Report the count of lines with "positive" in the data below, and no other words.

#### Data excerpts ####

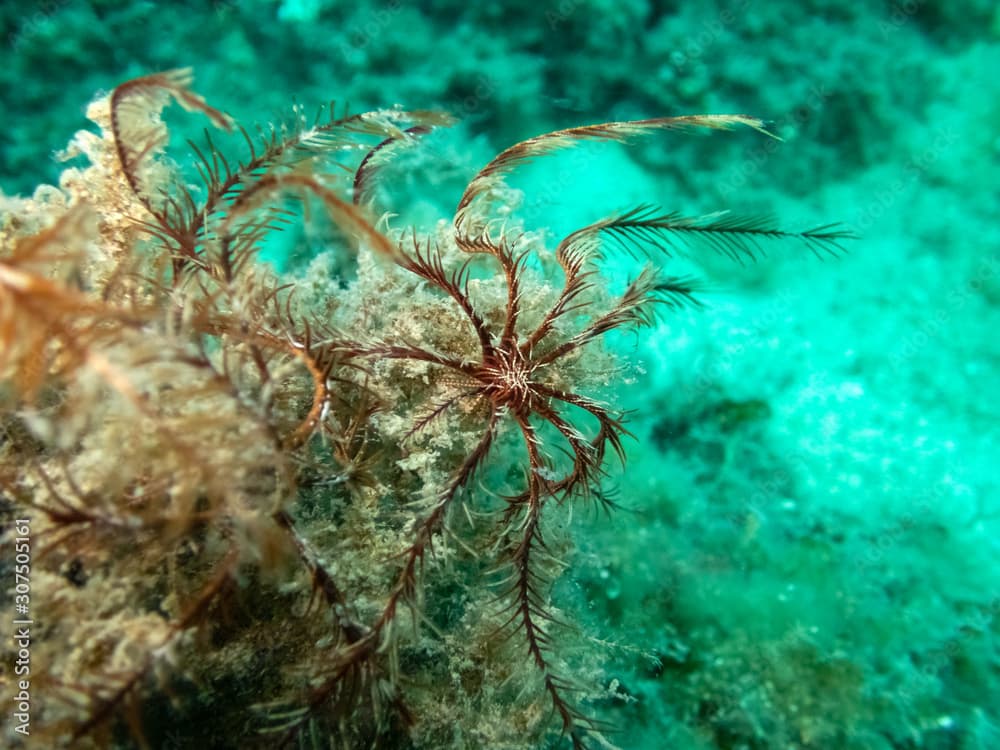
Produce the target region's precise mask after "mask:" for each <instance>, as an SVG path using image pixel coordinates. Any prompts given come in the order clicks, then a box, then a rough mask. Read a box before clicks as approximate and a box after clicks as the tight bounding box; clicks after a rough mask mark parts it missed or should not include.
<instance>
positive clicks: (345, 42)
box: [338, 0, 403, 63]
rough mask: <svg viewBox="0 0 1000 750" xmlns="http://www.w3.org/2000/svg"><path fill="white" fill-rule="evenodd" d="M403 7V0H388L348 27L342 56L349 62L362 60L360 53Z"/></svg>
mask: <svg viewBox="0 0 1000 750" xmlns="http://www.w3.org/2000/svg"><path fill="white" fill-rule="evenodd" d="M402 9H403V3H402V2H401V0H388V2H387V3H385V4H384V5H383V6H382V7H380V8H375V9H374V10H372V11H370V12H368V13H367V14H366V15H365V19H364V20H363V21H360V22H355V23H352V24H351V25H350V26H349V27H348V28H347V40H346V41H342V42H340V44H339V45H338V50H339V52H340V56H341V57H342V58H343V59H344V60H345V61H346V62H348V63H354V62H359V61H360V55H361V53H362V52H364V51H365V50H366V49H367V48H368V47H369V45H371V44H372V42H374V41H375V40H376V39H377V38H378V37H379V36H380V35H381V34H382V33H383V32H384V31H385V30H386V28H388V27H389V26H390V25H391V24H392V22H393V20H394V19H395V18H396V16H398V15H399V12H400V11H401V10H402Z"/></svg>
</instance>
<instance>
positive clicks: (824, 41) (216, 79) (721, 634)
mask: <svg viewBox="0 0 1000 750" xmlns="http://www.w3.org/2000/svg"><path fill="white" fill-rule="evenodd" d="M0 14H2V15H0V22H2V24H3V25H2V31H3V33H2V38H3V39H4V44H5V48H4V58H3V59H4V65H3V67H2V70H0V75H2V76H4V77H5V78H6V80H5V81H4V83H3V85H2V86H0V107H2V111H3V112H4V113H5V114H4V122H5V126H6V132H5V137H4V139H3V140H2V142H0V188H2V189H3V191H4V192H5V193H7V194H14V193H19V192H20V193H27V192H30V191H31V190H32V189H33V188H34V186H36V185H37V184H39V183H42V182H55V181H56V180H57V178H58V175H59V173H60V171H61V170H62V169H63V165H61V164H59V163H57V162H56V161H55V160H54V159H53V158H52V152H53V151H54V150H57V149H59V148H62V147H63V146H64V145H65V144H66V143H67V142H68V140H69V139H70V138H71V136H72V135H73V133H74V132H75V131H76V130H77V129H80V128H84V127H87V122H86V120H85V118H84V117H83V108H84V106H85V104H86V102H88V101H89V100H90V99H91V98H92V96H93V95H94V94H95V92H98V91H101V90H104V91H106V90H108V89H110V88H112V87H113V86H115V85H116V84H118V83H120V82H121V81H124V80H127V79H128V78H130V77H133V76H137V75H141V74H144V73H148V72H153V71H158V70H165V69H171V68H176V67H179V66H187V65H190V66H193V67H194V69H195V73H196V76H197V79H196V81H197V82H196V88H197V89H198V90H199V91H200V92H201V93H203V94H205V95H206V96H207V97H208V99H209V100H210V101H211V102H212V103H213V104H216V105H217V106H220V107H222V108H224V109H226V110H227V111H229V112H231V113H232V114H233V115H235V116H236V117H237V118H238V119H239V120H240V121H241V122H244V123H252V122H255V121H256V122H262V123H266V122H269V121H273V120H277V119H279V118H280V117H281V116H282V113H285V112H287V111H288V108H289V105H290V103H291V102H293V101H296V102H301V103H303V104H305V105H308V106H309V107H312V106H313V105H314V104H319V103H323V102H327V101H329V100H330V99H336V100H337V101H338V102H350V104H351V107H352V108H353V109H355V110H360V109H367V108H374V107H382V106H391V105H394V104H400V105H402V106H404V107H407V108H426V109H432V108H433V109H443V110H447V111H450V112H452V113H453V114H455V115H456V116H457V117H458V118H459V121H460V122H459V124H458V125H457V126H456V127H455V128H452V129H451V130H450V131H449V132H447V133H444V134H441V135H440V136H435V137H434V138H433V139H429V143H428V144H427V149H428V150H427V151H426V152H425V155H424V157H423V158H420V159H415V161H414V167H413V170H412V171H411V172H410V173H408V174H407V175H405V176H404V178H403V179H402V181H401V183H400V186H399V189H398V191H397V193H396V194H395V195H394V198H393V200H395V201H396V202H397V203H396V205H395V206H394V208H397V209H398V210H399V211H400V212H401V213H404V214H405V215H406V217H407V218H409V219H411V220H412V221H414V222H417V223H418V224H422V225H423V226H429V225H430V223H431V222H433V221H434V220H435V219H436V218H438V217H443V216H448V215H449V211H450V210H451V209H452V208H453V206H454V205H455V202H456V201H457V199H458V196H459V195H460V194H461V190H462V187H463V186H464V184H465V181H467V180H468V179H469V178H470V177H471V176H472V175H473V174H474V173H475V171H476V170H477V169H478V168H479V167H480V166H482V165H483V164H485V163H486V162H487V161H488V160H489V159H490V158H491V157H492V156H493V154H495V153H496V152H497V151H499V150H500V149H502V148H504V147H506V146H508V145H510V144H511V143H514V142H516V141H518V140H521V139H523V138H526V137H529V136H532V135H535V134H537V133H541V132H546V131H549V130H552V129H555V128H560V127H569V126H572V125H582V124H589V123H593V122H602V121H607V120H621V119H636V118H644V117H654V116H664V115H677V114H690V113H703V112H712V113H728V112H740V113H742V112H746V113H749V114H753V115H756V116H759V117H762V118H765V119H767V120H768V121H770V123H771V124H770V125H769V128H770V130H771V131H772V132H773V133H775V134H776V135H778V136H780V137H781V138H782V140H781V141H780V142H779V141H772V140H768V139H766V138H765V137H763V136H761V135H759V134H757V133H754V132H752V131H747V132H733V133H718V134H711V135H709V136H704V137H702V136H700V135H694V136H690V135H684V134H675V133H661V134H654V135H651V136H646V137H644V138H643V139H642V140H637V141H635V142H634V143H632V144H630V145H629V146H628V147H627V148H625V147H621V146H618V145H609V144H605V145H592V146H587V147H586V148H585V149H583V150H582V151H581V152H580V153H583V154H584V155H585V158H583V159H580V158H577V157H574V156H570V155H559V156H556V157H553V158H552V159H547V160H541V161H537V162H536V163H534V164H532V165H530V166H529V167H527V168H526V169H524V170H521V171H519V172H518V173H517V174H516V175H515V176H514V177H512V179H511V183H512V184H513V185H514V186H515V187H517V188H519V189H521V190H523V191H524V203H523V205H522V206H521V209H520V216H521V218H523V220H524V221H525V223H526V226H527V227H528V228H532V229H543V228H548V229H550V230H551V231H552V234H553V236H555V237H558V236H561V235H562V234H564V233H565V232H566V231H567V230H569V229H572V228H574V227H577V226H580V225H581V224H584V223H587V222H590V221H593V220H595V219H597V218H600V217H601V216H604V215H606V214H608V213H609V212H612V211H616V210H621V209H627V208H630V207H633V206H635V205H637V204H642V203H654V204H657V205H660V206H662V207H663V208H664V209H667V210H678V211H681V212H683V213H686V214H701V213H708V212H712V211H716V210H722V209H732V210H734V211H738V212H742V213H749V214H773V215H775V216H777V217H779V218H780V223H781V224H782V225H786V226H790V227H792V228H801V227H809V226H815V225H817V224H823V223H827V222H830V221H839V222H842V223H843V224H844V225H845V226H846V227H847V228H849V229H851V230H853V231H855V232H856V233H857V234H858V235H859V237H860V239H858V240H856V241H854V242H851V243H850V246H849V248H848V249H849V253H848V254H847V255H845V256H843V257H840V258H837V259H830V258H827V259H823V260H818V259H816V258H815V257H813V256H812V255H811V254H810V253H808V252H807V251H806V250H804V249H803V248H799V247H795V246H794V245H791V246H786V245H780V246H776V247H774V248H773V249H772V248H768V253H767V256H766V257H765V258H763V259H761V260H760V261H759V262H757V263H755V264H751V265H748V266H746V267H741V266H739V265H735V264H732V263H730V262H728V261H726V260H725V259H718V258H714V257H709V258H699V265H700V268H701V272H702V274H703V275H704V276H706V277H707V278H708V279H709V282H710V285H711V287H712V292H711V294H709V295H707V297H706V301H707V302H708V303H709V306H708V309H707V310H704V311H697V312H685V313H683V314H680V315H678V316H676V317H672V318H669V319H668V320H666V321H665V322H664V323H663V324H661V325H660V326H658V327H657V328H655V329H654V330H651V331H645V332H643V333H642V334H641V335H640V336H638V337H634V336H632V337H623V338H622V339H621V340H619V341H616V342H615V345H616V346H617V347H618V348H619V349H620V350H621V351H622V352H623V353H624V354H626V355H627V356H628V357H629V358H630V362H631V363H632V368H631V370H630V371H629V373H628V375H627V380H628V381H629V382H628V383H627V384H624V385H621V386H615V387H614V391H615V393H613V394H609V392H607V391H606V392H604V393H601V394H598V395H600V396H601V397H603V398H605V399H608V398H613V399H614V400H615V401H616V402H618V403H620V404H621V405H622V406H624V407H626V408H629V409H631V410H632V415H631V417H630V421H629V430H630V431H631V432H632V433H633V434H634V436H635V439H634V440H629V441H628V442H627V444H626V451H627V454H628V462H627V465H626V467H625V469H624V470H622V471H620V472H619V471H616V472H615V475H614V477H613V483H614V485H615V486H616V487H617V493H618V494H617V497H618V500H619V502H620V503H621V504H622V505H623V506H625V507H624V509H623V510H622V511H620V512H618V513H616V514H613V516H612V517H611V518H610V519H605V518H604V517H590V516H585V517H578V518H574V520H573V529H572V536H573V539H574V540H575V547H576V549H575V552H574V553H573V557H572V565H571V566H570V568H569V570H568V571H567V572H566V573H565V574H564V576H563V577H562V578H561V579H560V581H559V582H558V584H557V586H556V590H555V597H556V601H557V602H558V603H559V604H560V607H561V608H562V609H563V611H564V612H565V611H568V612H570V613H571V616H570V618H569V619H572V620H573V621H574V622H576V623H578V624H579V625H580V627H581V629H582V630H583V632H585V633H586V634H587V637H588V638H590V640H589V643H590V645H591V646H592V650H591V651H589V652H588V653H585V654H583V655H578V656H573V657H568V658H570V663H571V664H574V663H575V664H576V666H577V668H578V669H579V674H578V675H577V678H578V679H579V680H581V681H583V682H585V683H586V687H587V691H588V692H587V695H588V702H587V708H588V711H590V712H592V713H594V714H596V715H598V716H600V717H601V718H602V719H605V720H607V721H609V722H611V723H612V724H614V725H615V726H616V727H617V732H616V733H612V734H609V735H608V741H609V742H612V743H613V744H615V745H617V746H619V747H623V748H661V747H666V748H679V749H687V748H692V749H694V748H697V749H698V750H702V749H704V750H710V749H715V748H729V749H734V750H735V749H737V748H871V749H873V750H883V749H885V750H889V749H890V748H895V749H899V750H901V749H904V748H942V749H943V748H960V749H962V750H973V749H975V748H983V749H986V748H995V747H1000V651H998V643H1000V641H998V638H1000V544H998V542H997V539H998V538H1000V493H998V472H997V468H996V461H997V453H998V441H997V438H998V433H1000V427H998V425H1000V422H998V414H1000V406H998V396H1000V221H998V210H997V185H998V184H1000V180H998V177H1000V169H998V165H1000V137H998V135H997V133H998V126H1000V78H998V76H997V75H996V71H997V70H1000V11H998V10H997V9H996V7H995V4H994V3H988V2H975V1H974V0H968V1H967V2H954V3H949V2H944V1H943V0H942V1H941V2H917V1H915V2H902V3H898V4H890V3H886V4H883V3H877V4H868V5H865V4H850V3H842V2H841V3H838V2H832V1H830V0H806V1H805V2H774V3H751V2H739V1H737V2H733V3H693V2H643V1H641V0H627V1H626V2H617V3H613V2H599V1H597V0H594V1H593V2H584V1H582V0H580V1H578V2H575V1H574V0H562V1H561V2H546V1H545V0H542V1H541V2H519V1H512V2H506V3H484V4H481V5H478V6H475V7H474V8H472V9H469V8H467V7H466V5H465V4H464V3H459V2H428V3H407V2H385V3H363V2H362V3H356V4H345V3H341V2H322V1H321V0H313V1H312V2H310V1H309V0H301V1H300V2H217V3H190V4H187V5H186V6H185V7H183V9H182V6H181V5H180V4H178V5H169V6H168V5H167V4H156V3H140V2H135V3H130V4H122V3H101V2H92V3H80V2H72V1H67V2H59V1H58V0H53V1H52V2H47V3H42V4H38V5H37V6H35V7H34V8H31V7H29V6H28V5H19V6H15V5H14V4H10V3H8V4H4V6H3V9H2V11H0ZM178 123H179V124H178V130H177V131H176V134H177V135H180V134H182V133H184V130H183V128H185V127H188V126H187V125H185V124H183V120H181V119H179V120H178ZM198 126H199V124H198V123H195V124H194V125H191V126H190V127H191V132H190V133H189V135H191V136H192V137H196V136H197V134H198V132H199V131H198V129H197V128H198ZM303 242H308V238H303V237H302V236H301V235H296V234H292V235H291V236H290V237H289V239H287V240H286V241H285V244H279V245H276V246H274V247H269V248H268V255H267V258H268V259H269V260H270V261H271V262H272V263H274V264H275V265H276V266H277V267H279V268H282V269H286V270H291V271H294V270H295V269H296V268H301V267H302V266H304V265H305V264H306V263H307V262H308V258H309V257H310V255H311V254H313V253H314V252H315V251H318V250H319V249H321V248H319V247H316V248H312V247H310V246H308V245H305V246H304V245H302V243H303ZM583 515H584V514H581V516H583ZM573 659H576V662H574V661H573ZM595 686H596V687H595ZM602 691H603V694H601V693H602ZM552 742H553V744H554V743H555V740H553V741H552Z"/></svg>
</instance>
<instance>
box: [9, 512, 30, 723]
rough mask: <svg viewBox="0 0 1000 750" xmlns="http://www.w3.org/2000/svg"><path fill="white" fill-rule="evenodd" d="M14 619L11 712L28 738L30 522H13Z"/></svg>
mask: <svg viewBox="0 0 1000 750" xmlns="http://www.w3.org/2000/svg"><path fill="white" fill-rule="evenodd" d="M13 532H14V533H13V536H12V539H13V542H14V550H13V551H14V565H13V568H12V569H13V572H14V580H13V582H12V583H13V587H12V588H13V591H14V616H13V618H12V619H11V631H12V633H11V640H12V641H13V642H14V647H15V649H14V654H15V655H14V670H13V671H14V679H15V683H14V687H15V689H16V691H15V693H14V698H13V707H12V709H11V714H10V715H11V719H13V728H14V731H15V732H16V733H17V734H20V735H22V736H24V737H27V736H28V735H30V734H31V626H32V625H33V624H34V621H33V620H32V619H31V521H30V520H29V519H26V518H20V519H17V520H15V521H14V528H13Z"/></svg>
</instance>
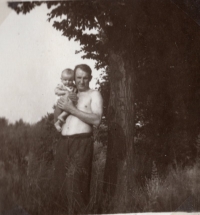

####

_Response to the exercise_
2